> EXERCISE AIM: Turn the entries from their first line through the line containing "M44 323L29 326L20", inclusive, into a numbered list, leaving out any blank lines.
>> START
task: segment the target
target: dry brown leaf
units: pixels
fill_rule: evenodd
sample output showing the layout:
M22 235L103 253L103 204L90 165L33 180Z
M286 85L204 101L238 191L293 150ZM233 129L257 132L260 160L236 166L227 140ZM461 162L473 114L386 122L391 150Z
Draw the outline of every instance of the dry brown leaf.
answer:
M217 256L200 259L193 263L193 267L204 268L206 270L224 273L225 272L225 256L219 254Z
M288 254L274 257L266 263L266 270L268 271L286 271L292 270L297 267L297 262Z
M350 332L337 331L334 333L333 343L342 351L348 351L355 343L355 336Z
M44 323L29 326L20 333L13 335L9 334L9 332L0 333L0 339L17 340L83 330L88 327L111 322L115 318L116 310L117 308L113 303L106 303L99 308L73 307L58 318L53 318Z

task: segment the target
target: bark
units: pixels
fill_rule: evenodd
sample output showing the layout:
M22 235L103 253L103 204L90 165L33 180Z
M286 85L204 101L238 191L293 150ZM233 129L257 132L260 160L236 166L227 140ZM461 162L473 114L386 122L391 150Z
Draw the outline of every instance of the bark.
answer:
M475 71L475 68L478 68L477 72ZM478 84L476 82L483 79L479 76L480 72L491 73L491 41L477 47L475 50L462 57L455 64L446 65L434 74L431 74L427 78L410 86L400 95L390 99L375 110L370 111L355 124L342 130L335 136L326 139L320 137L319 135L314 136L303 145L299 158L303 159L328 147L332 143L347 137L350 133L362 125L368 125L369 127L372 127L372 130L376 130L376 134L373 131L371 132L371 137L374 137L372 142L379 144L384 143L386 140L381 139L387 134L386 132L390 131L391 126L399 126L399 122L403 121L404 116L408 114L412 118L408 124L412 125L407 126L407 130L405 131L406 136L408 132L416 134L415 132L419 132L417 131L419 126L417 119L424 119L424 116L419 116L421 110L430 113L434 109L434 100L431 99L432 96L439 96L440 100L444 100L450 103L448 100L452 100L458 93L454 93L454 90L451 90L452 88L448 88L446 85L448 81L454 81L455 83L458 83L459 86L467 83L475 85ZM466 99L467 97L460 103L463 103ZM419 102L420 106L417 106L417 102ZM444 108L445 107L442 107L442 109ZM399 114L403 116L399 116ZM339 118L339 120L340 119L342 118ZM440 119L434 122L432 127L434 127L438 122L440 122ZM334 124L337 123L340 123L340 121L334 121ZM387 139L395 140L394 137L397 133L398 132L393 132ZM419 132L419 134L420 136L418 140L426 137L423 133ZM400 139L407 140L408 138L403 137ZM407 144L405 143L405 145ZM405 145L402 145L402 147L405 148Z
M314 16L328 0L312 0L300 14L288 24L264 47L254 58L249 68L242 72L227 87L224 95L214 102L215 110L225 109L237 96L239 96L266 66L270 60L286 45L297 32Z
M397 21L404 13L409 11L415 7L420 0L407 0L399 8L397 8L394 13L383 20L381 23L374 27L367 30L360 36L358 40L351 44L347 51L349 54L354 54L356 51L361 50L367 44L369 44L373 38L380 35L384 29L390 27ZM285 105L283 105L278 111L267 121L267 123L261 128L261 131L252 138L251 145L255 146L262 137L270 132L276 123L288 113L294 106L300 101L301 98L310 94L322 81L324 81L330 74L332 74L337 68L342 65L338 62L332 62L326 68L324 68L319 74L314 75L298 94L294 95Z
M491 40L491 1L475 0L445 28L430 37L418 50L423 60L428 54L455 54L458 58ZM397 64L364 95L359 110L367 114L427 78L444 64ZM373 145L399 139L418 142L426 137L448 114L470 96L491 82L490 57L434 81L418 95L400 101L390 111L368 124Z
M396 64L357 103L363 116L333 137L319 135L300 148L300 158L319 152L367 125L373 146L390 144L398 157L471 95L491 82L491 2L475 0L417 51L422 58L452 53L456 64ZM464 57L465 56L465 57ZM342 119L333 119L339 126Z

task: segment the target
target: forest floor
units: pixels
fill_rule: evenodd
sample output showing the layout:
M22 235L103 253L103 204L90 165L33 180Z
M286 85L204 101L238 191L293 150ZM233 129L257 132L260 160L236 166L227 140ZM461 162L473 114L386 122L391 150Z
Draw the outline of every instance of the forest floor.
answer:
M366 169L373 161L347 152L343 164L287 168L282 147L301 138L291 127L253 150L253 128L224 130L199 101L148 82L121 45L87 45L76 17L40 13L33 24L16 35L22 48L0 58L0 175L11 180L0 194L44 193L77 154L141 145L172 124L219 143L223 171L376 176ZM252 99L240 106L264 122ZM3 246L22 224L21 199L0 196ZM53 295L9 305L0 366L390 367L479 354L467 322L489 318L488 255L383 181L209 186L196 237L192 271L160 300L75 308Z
>> END
> REPLY TO THE TASK:
1. task: segment the target
2. target: dry brown leaf
3. units: pixels
4. fill_rule: evenodd
5. sample output showing the layout:
6. M22 235L103 253L103 204L90 165L33 180Z
7. M286 85L204 101L238 191L293 150ZM233 129L257 132L260 160L236 166L227 140ZM461 162L473 114L386 122L391 150Z
8. Draw the outline of every instance of the dry brown leaf.
9. answer:
10. M217 256L200 259L193 263L193 267L204 268L206 270L224 273L225 272L225 256L219 254Z
11. M288 254L274 257L266 263L266 270L268 271L286 271L292 270L297 267L297 262Z
12. M350 332L337 331L334 333L333 343L342 351L348 351L355 343L355 336Z
13. M44 323L29 326L20 333L13 335L9 334L9 332L0 333L0 339L17 340L83 330L88 327L111 322L115 318L116 310L117 308L113 303L106 303L99 308L73 307L58 318L53 318Z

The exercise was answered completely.